Data records:

+++

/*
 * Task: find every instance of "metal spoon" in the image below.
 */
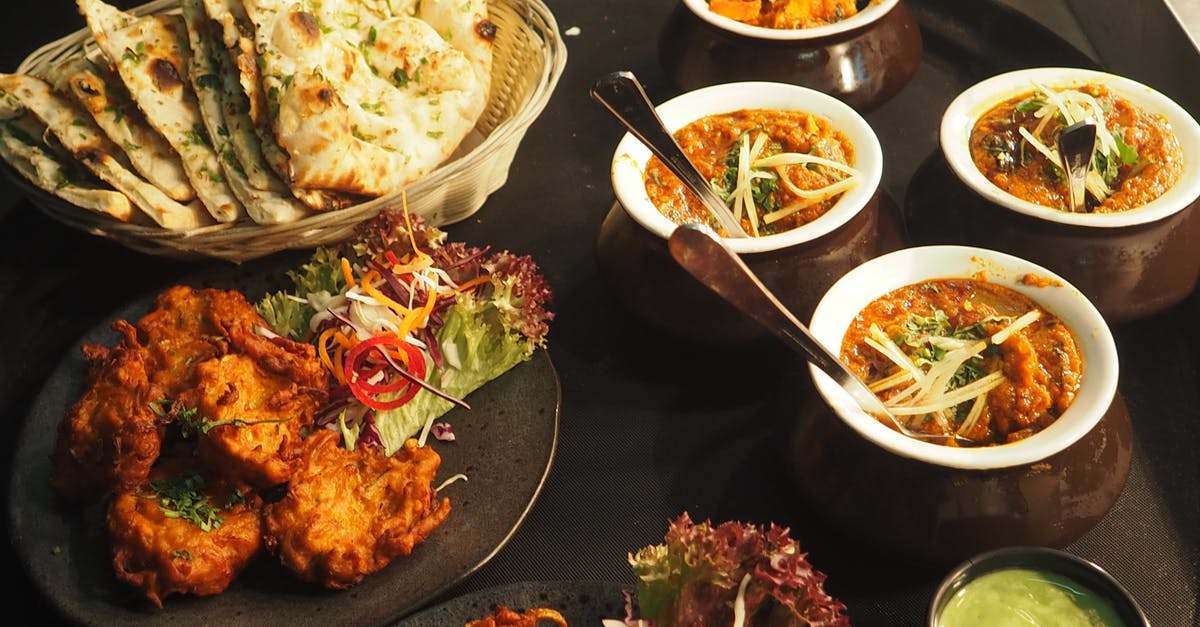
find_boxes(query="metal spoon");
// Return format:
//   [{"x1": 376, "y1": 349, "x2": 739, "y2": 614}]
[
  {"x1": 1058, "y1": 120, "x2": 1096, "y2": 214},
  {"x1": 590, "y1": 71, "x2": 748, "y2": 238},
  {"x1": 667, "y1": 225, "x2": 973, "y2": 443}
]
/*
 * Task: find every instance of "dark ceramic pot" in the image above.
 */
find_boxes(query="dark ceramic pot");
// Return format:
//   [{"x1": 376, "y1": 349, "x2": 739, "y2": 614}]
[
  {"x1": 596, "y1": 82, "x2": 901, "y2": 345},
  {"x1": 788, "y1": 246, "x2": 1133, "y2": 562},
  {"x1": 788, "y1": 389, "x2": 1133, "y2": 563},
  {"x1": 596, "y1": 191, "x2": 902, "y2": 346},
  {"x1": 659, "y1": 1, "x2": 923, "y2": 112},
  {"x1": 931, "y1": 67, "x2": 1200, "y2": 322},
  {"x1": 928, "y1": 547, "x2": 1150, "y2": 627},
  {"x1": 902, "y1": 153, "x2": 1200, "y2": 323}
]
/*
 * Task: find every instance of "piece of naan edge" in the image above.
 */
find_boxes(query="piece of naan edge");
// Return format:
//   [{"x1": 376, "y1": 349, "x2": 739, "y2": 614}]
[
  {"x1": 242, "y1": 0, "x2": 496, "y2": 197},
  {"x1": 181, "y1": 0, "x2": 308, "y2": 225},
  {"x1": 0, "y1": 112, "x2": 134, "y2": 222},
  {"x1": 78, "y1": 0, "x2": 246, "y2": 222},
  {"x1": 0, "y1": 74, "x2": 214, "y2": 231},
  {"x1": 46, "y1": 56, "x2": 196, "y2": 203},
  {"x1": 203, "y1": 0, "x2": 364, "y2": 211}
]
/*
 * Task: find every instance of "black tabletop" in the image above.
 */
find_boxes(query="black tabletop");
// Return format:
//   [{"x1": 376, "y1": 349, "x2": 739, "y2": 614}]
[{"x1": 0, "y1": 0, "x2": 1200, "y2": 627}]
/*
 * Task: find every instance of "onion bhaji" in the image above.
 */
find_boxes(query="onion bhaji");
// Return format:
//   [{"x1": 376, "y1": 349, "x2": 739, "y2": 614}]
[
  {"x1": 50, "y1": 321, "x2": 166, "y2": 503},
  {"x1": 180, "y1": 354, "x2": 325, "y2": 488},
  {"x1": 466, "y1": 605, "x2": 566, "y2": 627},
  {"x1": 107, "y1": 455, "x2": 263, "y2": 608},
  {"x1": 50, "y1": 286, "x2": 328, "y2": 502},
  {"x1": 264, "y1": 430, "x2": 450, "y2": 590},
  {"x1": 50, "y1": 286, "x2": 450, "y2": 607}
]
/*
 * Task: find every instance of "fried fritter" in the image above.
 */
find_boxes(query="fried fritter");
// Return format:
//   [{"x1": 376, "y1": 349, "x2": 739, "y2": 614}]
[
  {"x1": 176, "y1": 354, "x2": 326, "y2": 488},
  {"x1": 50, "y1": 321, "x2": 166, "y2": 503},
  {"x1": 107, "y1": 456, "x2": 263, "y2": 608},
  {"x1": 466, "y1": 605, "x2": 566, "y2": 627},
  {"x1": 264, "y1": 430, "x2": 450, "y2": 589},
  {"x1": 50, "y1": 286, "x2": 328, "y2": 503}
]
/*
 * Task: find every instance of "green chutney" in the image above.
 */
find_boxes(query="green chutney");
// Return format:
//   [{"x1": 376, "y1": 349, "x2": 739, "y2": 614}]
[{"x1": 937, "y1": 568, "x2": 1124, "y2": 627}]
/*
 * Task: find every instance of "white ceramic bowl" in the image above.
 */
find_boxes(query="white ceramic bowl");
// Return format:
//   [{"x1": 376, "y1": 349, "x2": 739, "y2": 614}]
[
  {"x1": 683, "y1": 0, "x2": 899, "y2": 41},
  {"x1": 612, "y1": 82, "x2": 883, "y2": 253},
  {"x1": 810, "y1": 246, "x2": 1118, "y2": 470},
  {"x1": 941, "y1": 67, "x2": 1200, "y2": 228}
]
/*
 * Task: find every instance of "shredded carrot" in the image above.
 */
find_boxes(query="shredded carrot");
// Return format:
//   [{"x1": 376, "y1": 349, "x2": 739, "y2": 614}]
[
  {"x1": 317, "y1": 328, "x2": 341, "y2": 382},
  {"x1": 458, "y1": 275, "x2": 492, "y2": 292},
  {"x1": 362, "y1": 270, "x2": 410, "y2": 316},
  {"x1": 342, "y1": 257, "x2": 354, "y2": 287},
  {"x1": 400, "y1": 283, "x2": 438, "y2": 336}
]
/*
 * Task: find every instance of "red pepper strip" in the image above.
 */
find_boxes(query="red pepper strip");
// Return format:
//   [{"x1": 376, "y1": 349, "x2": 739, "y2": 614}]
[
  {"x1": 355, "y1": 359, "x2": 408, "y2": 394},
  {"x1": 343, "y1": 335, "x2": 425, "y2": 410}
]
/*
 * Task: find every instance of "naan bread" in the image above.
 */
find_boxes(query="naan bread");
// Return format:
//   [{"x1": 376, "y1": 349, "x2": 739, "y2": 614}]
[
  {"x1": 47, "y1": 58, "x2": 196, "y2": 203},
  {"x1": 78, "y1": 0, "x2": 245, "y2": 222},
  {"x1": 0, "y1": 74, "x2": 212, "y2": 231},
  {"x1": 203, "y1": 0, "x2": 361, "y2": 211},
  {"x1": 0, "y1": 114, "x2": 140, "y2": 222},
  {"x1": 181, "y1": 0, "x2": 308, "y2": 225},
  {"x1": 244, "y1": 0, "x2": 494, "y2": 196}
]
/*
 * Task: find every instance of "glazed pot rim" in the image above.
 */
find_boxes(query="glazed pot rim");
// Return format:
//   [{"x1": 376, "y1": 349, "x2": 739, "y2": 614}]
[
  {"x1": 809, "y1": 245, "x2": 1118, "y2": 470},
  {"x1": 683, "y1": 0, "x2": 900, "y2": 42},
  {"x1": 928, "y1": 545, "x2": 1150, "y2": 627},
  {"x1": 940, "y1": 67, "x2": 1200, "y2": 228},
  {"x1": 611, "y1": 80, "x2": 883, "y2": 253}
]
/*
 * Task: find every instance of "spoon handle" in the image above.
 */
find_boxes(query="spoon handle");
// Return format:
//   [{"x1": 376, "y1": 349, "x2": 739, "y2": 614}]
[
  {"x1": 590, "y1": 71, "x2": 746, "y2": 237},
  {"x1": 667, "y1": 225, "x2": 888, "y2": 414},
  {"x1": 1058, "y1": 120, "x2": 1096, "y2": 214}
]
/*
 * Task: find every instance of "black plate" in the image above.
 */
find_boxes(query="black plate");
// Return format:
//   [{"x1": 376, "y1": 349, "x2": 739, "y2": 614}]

+++

→ **Goal**:
Pull out each line of the listing above that contains the word "carrot".

→ **Task solution**:
 * Task: find every instance of "shredded carrot" in the image above.
find_boxes(query="shredded carrot");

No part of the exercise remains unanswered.